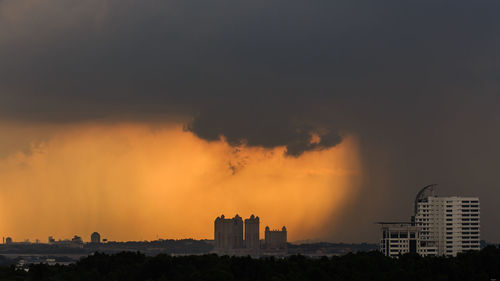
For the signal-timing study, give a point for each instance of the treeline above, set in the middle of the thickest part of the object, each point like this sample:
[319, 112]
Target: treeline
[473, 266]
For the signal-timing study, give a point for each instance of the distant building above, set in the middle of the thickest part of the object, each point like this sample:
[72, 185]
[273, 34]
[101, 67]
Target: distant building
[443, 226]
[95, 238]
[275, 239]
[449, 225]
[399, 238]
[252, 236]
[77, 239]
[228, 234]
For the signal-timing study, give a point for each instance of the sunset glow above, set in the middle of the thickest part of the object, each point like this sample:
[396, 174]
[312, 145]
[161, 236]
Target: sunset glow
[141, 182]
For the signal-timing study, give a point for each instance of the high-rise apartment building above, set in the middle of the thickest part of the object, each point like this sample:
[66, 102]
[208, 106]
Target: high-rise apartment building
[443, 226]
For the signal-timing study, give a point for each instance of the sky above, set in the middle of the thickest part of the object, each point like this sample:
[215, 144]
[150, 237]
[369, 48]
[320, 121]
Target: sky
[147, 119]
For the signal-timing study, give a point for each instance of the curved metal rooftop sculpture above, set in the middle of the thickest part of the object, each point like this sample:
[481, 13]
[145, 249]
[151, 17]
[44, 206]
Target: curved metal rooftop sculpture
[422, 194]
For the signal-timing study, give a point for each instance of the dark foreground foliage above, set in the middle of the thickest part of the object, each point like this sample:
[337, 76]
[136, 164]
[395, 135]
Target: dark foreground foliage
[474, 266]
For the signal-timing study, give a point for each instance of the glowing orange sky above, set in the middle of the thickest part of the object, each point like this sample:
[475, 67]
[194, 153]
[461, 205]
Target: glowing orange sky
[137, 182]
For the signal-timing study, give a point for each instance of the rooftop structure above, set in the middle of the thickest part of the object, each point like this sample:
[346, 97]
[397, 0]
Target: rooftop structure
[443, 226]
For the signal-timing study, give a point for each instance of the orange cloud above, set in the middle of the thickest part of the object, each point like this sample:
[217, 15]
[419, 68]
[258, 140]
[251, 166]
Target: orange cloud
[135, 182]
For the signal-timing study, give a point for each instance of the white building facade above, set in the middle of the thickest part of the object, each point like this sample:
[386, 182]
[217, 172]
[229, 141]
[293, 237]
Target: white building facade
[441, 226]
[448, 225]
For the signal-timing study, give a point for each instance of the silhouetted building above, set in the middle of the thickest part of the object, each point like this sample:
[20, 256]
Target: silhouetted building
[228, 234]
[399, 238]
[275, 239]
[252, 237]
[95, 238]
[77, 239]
= = =
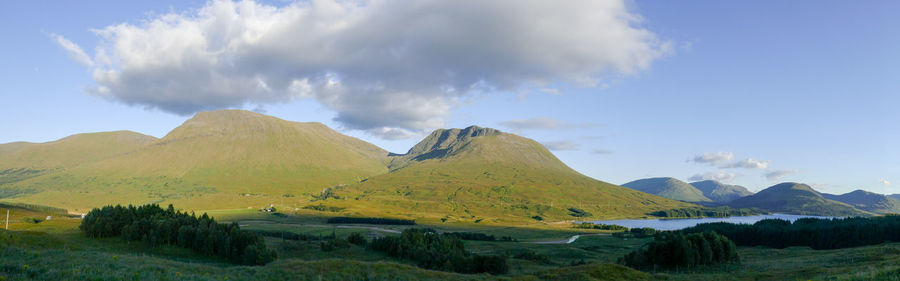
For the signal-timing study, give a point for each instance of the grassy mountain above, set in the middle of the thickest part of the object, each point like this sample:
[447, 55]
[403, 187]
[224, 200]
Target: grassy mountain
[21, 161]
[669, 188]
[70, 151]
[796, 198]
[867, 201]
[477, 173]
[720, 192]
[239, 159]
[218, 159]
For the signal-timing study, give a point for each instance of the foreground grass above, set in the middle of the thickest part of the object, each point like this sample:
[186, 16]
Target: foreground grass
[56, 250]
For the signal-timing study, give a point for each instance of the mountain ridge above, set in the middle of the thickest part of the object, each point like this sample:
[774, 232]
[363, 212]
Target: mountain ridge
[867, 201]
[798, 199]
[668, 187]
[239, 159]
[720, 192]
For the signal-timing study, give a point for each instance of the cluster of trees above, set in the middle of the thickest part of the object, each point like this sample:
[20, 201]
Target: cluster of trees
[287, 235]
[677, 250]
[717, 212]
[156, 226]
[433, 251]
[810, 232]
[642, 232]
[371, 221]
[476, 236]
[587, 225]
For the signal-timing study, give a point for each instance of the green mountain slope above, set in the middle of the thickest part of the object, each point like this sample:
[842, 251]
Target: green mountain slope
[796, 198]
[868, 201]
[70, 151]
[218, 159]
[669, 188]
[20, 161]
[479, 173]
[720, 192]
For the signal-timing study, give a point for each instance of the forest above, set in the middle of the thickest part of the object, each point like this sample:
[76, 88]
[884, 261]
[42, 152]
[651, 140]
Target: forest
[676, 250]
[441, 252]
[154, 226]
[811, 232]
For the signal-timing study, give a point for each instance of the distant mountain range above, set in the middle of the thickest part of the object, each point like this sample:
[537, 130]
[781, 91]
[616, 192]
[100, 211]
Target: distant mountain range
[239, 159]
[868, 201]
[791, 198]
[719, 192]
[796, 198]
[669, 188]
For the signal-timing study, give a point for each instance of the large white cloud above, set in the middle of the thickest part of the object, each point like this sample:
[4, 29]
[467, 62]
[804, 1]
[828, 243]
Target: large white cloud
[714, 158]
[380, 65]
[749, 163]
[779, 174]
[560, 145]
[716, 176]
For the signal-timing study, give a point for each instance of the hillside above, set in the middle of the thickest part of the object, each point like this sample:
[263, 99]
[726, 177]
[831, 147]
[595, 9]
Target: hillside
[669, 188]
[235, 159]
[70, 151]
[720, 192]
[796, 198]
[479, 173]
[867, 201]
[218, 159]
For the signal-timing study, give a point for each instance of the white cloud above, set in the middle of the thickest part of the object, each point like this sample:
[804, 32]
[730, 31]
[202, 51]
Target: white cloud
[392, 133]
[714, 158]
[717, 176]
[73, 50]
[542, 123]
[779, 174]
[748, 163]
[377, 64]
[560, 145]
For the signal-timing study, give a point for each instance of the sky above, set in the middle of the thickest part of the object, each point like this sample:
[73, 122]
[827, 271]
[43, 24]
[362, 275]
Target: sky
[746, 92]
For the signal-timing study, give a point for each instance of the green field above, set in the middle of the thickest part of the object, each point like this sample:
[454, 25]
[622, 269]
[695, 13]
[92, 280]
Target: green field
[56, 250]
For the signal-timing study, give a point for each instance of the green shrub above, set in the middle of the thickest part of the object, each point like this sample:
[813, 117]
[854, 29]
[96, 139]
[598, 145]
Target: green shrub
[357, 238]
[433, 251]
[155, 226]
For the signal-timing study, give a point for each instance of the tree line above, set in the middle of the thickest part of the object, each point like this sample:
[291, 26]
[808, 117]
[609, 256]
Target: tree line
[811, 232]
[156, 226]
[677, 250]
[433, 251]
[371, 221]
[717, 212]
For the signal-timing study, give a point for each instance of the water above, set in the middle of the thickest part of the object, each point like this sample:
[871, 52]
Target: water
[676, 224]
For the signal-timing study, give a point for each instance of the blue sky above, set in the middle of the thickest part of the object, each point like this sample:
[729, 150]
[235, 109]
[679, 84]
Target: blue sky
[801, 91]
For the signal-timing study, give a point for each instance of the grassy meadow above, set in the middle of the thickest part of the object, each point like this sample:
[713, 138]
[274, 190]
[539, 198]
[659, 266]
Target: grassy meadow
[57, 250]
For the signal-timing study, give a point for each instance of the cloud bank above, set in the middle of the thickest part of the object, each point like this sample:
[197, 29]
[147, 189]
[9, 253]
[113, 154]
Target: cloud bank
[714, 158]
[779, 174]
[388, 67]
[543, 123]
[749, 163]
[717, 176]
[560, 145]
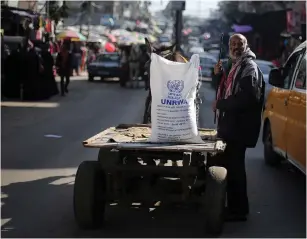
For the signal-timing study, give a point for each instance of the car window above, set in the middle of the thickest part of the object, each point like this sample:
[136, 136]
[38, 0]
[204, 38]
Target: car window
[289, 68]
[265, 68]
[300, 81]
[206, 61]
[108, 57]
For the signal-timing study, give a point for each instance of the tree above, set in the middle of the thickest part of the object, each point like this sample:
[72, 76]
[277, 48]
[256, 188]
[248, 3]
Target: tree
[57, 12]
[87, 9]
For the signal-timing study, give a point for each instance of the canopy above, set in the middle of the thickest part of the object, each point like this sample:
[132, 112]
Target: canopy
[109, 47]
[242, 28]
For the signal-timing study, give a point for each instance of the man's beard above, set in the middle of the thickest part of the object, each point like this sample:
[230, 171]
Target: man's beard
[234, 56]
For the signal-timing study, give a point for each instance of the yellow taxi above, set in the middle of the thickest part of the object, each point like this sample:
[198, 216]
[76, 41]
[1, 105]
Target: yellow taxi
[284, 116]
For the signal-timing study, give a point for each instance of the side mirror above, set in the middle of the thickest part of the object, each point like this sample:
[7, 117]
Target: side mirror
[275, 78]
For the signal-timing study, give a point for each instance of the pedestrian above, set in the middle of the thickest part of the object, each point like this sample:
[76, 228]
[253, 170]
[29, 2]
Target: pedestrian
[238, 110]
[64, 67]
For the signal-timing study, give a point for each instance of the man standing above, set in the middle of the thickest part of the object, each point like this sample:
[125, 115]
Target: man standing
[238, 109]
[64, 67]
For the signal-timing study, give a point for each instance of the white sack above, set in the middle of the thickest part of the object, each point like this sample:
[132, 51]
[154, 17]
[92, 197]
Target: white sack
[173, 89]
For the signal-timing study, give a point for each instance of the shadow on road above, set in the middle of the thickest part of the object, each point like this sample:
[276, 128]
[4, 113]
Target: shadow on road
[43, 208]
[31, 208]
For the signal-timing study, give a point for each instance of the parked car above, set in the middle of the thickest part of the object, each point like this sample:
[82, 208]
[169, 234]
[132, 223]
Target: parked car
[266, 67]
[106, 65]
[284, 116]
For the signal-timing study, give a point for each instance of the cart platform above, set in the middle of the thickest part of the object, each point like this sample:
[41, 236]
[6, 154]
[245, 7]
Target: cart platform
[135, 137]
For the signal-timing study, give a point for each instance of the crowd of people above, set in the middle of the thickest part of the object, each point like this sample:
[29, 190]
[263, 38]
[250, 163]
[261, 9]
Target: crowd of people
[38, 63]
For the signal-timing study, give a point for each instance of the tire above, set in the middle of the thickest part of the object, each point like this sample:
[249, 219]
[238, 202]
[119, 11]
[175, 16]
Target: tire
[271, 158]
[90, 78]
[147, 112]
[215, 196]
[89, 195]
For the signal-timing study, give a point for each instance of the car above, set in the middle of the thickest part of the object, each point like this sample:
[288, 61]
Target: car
= = =
# What to produce
Pull every line from the listing above that contains the string "hillside", copying each line in full. Case counts.

# Full solution
For the signal-timing study, give a point for each instance of the hillside above, set in the middle of the thickest part of the object, each point like this sample:
Target: hillside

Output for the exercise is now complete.